Extract every line below that contains the string "woman".
****************
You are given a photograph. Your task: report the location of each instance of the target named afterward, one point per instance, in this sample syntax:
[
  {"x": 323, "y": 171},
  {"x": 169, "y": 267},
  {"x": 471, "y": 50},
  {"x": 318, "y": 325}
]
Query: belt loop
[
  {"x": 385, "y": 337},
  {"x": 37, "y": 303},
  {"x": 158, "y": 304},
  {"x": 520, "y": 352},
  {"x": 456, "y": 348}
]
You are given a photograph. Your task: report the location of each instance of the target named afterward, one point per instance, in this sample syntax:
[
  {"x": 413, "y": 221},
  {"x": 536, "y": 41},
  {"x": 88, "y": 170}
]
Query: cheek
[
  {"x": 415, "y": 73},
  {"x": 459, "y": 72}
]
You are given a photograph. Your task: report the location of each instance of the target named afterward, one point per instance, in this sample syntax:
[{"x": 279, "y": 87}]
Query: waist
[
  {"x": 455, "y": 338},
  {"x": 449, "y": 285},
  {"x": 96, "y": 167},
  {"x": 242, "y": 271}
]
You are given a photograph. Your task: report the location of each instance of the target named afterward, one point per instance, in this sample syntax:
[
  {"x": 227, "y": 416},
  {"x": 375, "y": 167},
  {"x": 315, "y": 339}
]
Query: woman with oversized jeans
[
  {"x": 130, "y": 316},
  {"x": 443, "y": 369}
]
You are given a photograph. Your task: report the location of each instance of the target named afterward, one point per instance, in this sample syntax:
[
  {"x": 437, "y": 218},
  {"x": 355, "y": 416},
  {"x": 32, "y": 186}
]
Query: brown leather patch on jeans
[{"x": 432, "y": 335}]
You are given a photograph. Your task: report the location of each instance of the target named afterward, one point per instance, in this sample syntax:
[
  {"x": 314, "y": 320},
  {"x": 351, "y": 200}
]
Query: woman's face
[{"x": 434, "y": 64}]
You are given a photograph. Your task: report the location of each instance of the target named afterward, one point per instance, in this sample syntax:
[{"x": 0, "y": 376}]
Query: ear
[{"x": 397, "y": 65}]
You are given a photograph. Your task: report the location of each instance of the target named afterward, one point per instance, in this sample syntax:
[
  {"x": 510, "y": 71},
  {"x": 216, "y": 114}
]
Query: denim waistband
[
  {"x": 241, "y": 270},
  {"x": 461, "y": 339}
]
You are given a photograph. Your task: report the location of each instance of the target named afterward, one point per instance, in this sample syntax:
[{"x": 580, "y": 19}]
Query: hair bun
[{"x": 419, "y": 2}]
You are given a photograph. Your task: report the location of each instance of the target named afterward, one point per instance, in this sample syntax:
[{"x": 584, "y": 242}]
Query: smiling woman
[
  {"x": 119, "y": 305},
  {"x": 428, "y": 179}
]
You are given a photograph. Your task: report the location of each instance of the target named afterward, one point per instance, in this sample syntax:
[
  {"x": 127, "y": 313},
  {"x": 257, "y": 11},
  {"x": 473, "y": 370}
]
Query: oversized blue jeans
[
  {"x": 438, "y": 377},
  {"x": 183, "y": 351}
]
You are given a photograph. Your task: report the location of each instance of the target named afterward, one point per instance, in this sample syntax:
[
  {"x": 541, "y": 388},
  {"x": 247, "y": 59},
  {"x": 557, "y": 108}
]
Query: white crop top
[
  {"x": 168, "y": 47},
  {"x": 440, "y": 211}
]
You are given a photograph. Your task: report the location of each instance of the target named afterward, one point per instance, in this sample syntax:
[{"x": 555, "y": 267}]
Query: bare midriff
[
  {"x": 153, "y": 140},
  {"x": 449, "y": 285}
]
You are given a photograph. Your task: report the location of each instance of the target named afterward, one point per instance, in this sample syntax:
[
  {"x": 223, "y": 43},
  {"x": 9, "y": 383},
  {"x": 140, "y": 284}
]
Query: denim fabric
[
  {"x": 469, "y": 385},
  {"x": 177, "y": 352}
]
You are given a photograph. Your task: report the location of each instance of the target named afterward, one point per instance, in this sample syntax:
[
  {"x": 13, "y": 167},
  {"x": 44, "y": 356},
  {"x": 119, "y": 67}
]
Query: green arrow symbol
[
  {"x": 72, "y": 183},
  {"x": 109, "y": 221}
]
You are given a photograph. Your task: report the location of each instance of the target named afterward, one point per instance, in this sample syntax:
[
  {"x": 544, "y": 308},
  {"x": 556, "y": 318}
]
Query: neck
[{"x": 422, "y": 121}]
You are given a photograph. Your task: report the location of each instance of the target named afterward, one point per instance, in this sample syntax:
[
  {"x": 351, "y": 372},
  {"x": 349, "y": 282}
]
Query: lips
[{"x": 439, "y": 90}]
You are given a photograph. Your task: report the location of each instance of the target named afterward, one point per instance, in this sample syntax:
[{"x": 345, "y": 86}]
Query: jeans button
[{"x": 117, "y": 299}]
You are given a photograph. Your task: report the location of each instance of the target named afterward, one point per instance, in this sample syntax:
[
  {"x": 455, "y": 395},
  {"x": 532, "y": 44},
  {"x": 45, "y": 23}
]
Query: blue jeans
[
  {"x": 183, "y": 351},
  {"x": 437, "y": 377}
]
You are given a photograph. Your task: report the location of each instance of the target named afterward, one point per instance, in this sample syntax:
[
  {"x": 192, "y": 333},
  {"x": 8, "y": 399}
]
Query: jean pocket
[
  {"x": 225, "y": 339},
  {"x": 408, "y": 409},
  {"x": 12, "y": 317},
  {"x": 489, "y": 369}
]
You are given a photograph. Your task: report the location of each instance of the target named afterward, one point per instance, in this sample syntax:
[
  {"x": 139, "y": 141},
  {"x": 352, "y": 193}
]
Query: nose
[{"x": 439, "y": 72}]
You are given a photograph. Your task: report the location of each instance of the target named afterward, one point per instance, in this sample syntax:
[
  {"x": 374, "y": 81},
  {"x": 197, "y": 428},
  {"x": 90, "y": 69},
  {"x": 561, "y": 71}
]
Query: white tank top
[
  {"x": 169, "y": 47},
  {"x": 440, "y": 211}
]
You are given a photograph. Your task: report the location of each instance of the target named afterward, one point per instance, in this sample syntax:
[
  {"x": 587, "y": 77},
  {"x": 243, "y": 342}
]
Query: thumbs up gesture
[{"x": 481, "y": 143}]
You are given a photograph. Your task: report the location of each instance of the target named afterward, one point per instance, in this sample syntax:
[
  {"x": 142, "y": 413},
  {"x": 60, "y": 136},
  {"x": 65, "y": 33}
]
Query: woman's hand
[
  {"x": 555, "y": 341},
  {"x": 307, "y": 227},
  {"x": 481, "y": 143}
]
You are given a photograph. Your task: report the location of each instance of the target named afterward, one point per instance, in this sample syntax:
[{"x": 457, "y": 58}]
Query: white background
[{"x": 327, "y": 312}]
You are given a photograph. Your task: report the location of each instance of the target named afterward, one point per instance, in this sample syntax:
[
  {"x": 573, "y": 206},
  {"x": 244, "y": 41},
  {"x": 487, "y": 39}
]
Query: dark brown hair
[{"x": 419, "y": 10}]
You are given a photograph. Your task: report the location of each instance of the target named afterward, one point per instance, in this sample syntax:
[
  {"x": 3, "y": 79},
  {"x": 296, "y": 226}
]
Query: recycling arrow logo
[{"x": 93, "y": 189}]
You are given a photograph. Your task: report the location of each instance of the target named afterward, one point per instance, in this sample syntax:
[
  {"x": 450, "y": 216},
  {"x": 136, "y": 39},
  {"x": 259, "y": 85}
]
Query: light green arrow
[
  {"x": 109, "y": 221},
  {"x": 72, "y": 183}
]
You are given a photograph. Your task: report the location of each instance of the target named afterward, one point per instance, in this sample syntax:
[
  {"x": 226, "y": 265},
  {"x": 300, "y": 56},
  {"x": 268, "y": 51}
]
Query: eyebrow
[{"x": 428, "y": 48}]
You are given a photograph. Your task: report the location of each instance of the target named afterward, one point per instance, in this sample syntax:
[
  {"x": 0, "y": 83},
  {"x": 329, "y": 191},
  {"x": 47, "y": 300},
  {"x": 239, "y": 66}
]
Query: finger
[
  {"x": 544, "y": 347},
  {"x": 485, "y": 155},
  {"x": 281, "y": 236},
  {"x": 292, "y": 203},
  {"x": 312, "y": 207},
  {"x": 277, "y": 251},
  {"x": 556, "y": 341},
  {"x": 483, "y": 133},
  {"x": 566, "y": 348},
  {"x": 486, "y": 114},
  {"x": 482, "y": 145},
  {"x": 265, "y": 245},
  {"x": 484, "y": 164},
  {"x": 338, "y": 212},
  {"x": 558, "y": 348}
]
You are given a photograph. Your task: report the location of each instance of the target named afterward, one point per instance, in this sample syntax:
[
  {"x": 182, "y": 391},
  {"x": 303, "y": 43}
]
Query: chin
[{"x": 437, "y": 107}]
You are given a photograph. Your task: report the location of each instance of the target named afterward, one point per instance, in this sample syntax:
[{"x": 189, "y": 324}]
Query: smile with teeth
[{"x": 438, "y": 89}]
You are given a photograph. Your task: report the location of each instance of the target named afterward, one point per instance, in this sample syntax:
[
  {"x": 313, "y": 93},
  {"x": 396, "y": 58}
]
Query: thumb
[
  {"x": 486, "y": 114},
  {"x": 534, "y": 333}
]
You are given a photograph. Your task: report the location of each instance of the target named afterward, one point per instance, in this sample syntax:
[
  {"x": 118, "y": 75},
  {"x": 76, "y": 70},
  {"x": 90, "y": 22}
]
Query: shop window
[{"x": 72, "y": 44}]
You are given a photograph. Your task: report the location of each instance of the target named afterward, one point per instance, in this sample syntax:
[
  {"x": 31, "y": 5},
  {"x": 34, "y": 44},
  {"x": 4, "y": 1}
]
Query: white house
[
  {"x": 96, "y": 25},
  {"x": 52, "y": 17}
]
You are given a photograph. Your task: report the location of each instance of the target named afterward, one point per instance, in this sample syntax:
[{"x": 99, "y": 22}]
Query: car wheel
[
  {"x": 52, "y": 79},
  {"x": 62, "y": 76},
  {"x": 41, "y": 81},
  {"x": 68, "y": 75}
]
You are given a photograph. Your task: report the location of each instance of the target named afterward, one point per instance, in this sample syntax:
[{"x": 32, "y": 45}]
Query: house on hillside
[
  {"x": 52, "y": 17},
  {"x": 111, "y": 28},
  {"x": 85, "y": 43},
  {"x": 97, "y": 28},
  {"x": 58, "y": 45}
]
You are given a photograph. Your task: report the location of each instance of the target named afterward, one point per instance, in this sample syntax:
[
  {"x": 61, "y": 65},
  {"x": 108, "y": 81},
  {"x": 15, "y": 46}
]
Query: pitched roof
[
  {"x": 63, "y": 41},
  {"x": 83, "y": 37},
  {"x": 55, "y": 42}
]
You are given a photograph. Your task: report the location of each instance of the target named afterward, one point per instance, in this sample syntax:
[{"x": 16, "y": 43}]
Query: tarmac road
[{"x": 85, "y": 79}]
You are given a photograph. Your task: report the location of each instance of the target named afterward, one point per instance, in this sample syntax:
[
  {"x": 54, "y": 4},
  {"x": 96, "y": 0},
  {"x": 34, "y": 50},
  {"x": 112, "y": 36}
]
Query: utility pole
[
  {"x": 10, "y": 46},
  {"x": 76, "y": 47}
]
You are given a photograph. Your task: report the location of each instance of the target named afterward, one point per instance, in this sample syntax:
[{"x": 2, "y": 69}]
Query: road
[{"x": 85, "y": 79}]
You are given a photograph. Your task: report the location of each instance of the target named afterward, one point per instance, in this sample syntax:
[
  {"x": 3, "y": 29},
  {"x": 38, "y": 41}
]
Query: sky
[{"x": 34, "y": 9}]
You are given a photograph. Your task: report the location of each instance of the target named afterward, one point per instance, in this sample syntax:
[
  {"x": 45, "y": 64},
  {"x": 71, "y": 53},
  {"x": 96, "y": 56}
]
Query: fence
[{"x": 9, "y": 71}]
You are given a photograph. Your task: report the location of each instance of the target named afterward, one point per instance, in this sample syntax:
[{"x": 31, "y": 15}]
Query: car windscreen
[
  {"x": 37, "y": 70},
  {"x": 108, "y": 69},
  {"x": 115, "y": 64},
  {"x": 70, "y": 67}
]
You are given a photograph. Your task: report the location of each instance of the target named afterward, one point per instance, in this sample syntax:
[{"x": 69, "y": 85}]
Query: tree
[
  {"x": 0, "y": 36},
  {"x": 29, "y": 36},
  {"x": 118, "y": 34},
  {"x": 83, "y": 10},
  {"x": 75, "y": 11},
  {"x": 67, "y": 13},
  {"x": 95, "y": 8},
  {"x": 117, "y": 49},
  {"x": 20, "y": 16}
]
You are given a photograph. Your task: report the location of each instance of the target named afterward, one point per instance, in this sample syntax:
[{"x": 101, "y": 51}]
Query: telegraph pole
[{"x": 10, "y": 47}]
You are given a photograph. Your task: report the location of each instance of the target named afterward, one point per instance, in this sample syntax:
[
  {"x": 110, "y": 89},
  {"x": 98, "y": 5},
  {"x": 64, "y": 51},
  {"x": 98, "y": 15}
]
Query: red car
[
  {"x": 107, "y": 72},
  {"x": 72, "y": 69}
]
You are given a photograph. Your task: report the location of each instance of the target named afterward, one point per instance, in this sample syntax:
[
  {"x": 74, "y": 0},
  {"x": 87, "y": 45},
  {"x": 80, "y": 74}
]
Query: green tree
****************
Correct output —
Query: woman with oversized jeans
Query: woman's face
Query: smiling woman
Query: woman's hand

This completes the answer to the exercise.